**Exercise brief:**
Repeat the lines of the listing below exactly, starting at the line that contains "Task: indicate the helmet number 2" and running through the last line, both included, and only those.
>>>>>
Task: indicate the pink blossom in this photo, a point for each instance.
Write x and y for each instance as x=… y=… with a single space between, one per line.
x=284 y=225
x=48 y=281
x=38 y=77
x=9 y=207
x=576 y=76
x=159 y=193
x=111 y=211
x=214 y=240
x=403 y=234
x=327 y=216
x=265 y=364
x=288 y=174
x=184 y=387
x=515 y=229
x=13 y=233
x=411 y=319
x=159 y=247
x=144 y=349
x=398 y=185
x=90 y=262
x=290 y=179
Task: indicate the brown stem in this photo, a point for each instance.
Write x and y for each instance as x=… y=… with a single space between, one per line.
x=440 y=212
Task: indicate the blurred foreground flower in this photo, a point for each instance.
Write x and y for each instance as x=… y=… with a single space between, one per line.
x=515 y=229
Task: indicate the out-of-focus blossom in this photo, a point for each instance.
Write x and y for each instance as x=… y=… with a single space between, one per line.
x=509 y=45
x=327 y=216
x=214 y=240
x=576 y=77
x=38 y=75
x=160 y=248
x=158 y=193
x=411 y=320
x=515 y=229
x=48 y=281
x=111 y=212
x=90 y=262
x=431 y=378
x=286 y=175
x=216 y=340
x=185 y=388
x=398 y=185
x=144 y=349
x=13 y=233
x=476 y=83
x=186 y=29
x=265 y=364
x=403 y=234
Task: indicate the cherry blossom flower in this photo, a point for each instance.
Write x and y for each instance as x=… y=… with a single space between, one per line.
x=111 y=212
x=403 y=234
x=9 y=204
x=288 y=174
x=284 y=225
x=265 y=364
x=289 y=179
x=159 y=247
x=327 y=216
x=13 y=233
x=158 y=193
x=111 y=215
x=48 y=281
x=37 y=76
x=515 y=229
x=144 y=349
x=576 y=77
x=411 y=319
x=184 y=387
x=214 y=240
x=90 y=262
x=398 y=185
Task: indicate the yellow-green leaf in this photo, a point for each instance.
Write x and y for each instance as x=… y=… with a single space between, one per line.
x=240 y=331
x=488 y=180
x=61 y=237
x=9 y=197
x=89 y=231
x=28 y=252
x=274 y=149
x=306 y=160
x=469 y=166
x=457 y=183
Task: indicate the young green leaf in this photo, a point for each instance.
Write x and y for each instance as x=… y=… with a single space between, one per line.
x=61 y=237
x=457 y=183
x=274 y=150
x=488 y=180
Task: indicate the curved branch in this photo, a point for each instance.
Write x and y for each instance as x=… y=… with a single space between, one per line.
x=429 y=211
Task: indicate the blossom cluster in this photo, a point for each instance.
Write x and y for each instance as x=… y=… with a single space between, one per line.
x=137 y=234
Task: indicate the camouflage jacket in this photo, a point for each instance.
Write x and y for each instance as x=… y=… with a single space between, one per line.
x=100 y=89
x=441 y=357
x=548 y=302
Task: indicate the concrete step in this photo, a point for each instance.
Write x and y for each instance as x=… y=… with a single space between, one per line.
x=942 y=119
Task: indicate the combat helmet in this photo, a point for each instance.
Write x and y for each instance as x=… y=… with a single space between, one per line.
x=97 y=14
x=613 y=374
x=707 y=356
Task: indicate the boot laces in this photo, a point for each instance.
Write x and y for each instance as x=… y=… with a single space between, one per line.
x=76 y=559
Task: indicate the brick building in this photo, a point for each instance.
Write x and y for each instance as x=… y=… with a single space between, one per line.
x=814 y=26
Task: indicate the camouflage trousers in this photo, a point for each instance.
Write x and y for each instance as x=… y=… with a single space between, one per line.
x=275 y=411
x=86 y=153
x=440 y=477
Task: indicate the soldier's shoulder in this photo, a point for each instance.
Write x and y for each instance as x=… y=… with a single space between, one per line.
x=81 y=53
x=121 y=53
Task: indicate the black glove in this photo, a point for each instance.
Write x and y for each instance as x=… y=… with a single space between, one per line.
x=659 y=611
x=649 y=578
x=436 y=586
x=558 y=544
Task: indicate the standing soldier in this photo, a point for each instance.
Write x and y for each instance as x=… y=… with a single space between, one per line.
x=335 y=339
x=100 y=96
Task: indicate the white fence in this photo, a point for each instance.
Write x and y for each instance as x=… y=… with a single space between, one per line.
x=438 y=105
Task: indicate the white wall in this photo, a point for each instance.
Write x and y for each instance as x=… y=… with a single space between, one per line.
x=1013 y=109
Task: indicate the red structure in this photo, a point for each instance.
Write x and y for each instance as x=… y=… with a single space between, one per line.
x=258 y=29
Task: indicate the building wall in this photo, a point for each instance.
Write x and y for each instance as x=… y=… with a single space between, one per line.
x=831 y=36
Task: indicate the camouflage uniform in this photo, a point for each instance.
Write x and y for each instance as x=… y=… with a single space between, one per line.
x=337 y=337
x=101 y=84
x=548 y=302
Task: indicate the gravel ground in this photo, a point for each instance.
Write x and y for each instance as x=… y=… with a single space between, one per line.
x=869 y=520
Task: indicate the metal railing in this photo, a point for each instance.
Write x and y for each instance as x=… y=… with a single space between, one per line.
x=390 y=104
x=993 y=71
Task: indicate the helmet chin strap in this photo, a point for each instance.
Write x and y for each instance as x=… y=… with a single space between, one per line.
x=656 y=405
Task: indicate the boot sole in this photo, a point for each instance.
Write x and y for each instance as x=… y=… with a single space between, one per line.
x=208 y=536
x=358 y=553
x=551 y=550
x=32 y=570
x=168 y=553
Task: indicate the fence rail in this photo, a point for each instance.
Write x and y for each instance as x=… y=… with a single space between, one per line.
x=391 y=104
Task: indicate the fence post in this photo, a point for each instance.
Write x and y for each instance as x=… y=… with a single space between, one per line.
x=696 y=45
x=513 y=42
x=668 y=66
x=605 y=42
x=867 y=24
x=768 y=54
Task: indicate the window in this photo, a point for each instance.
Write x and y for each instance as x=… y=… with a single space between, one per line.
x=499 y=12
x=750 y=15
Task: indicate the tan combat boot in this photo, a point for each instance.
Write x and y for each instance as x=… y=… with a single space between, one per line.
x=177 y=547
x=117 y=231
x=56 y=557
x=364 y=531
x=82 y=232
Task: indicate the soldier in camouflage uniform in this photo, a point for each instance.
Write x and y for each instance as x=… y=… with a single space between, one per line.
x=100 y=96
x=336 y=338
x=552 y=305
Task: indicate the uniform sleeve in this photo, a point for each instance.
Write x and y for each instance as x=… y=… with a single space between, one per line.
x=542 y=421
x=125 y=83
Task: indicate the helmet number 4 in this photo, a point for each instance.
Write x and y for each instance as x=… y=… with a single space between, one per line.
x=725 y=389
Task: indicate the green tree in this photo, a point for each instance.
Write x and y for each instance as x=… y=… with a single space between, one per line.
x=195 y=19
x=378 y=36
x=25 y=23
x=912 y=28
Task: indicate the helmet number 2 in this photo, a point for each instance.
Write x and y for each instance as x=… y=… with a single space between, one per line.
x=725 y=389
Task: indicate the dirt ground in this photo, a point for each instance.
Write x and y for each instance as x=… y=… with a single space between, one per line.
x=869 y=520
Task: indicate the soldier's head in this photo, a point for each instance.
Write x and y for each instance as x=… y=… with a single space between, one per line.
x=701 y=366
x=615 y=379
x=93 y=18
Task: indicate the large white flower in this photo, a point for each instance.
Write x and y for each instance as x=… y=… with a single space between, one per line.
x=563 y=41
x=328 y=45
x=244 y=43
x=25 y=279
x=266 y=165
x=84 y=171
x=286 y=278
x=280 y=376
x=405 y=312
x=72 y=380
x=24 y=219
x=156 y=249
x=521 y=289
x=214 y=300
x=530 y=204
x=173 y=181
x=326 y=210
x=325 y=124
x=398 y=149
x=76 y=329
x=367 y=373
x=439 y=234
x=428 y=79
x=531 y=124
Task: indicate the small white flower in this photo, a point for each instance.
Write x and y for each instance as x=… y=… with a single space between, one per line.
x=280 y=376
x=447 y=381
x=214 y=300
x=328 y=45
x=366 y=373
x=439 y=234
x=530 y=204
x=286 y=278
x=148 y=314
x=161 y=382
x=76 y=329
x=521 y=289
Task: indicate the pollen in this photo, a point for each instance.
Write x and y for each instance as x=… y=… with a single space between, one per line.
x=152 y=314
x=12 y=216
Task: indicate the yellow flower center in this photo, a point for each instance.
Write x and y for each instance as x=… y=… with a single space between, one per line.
<<<<<
**Task result:**
Task: indicate the helmet number 2 in this photo, a point for each instance.
Write x and y for each instance as x=… y=… with a single space between, one per line.
x=725 y=389
Task: indicate the dirt ground in this photo, a point for each instance.
Write x and y for each instance as x=… y=… with a single space between, one per line.
x=869 y=520
Task: indicate the soldier's head in this photo, a point for each instance.
Write x and y for each instance as x=… y=… with a single space between, one per line.
x=701 y=366
x=615 y=379
x=93 y=18
Task: indicate the large white flower in this photo, a point for each instance.
Write x and y for each instance as x=… y=… with a single space between, one per line.
x=563 y=41
x=328 y=45
x=244 y=43
x=25 y=279
x=266 y=165
x=84 y=171
x=286 y=278
x=280 y=376
x=405 y=312
x=72 y=380
x=24 y=219
x=156 y=249
x=521 y=289
x=214 y=300
x=530 y=204
x=173 y=181
x=326 y=210
x=325 y=124
x=398 y=149
x=76 y=329
x=367 y=373
x=439 y=234
x=428 y=79
x=531 y=124
Task: indicate the small white flower in this photo, a point for each instance.
Write x and y for each instance as x=… y=… with a single space between, one per line.
x=280 y=376
x=447 y=381
x=214 y=300
x=328 y=45
x=366 y=373
x=439 y=234
x=530 y=204
x=286 y=278
x=148 y=314
x=161 y=382
x=76 y=329
x=521 y=289
Task: indicate the pollen in this photo, a point for each instance.
Write x and y for each instance as x=… y=… with a single space between, one per line.
x=152 y=314
x=12 y=216
Task: indicate the yellow flower center in this photo, a point for each instance.
Write x and y for each instance as x=… y=… with a single space between, one per line.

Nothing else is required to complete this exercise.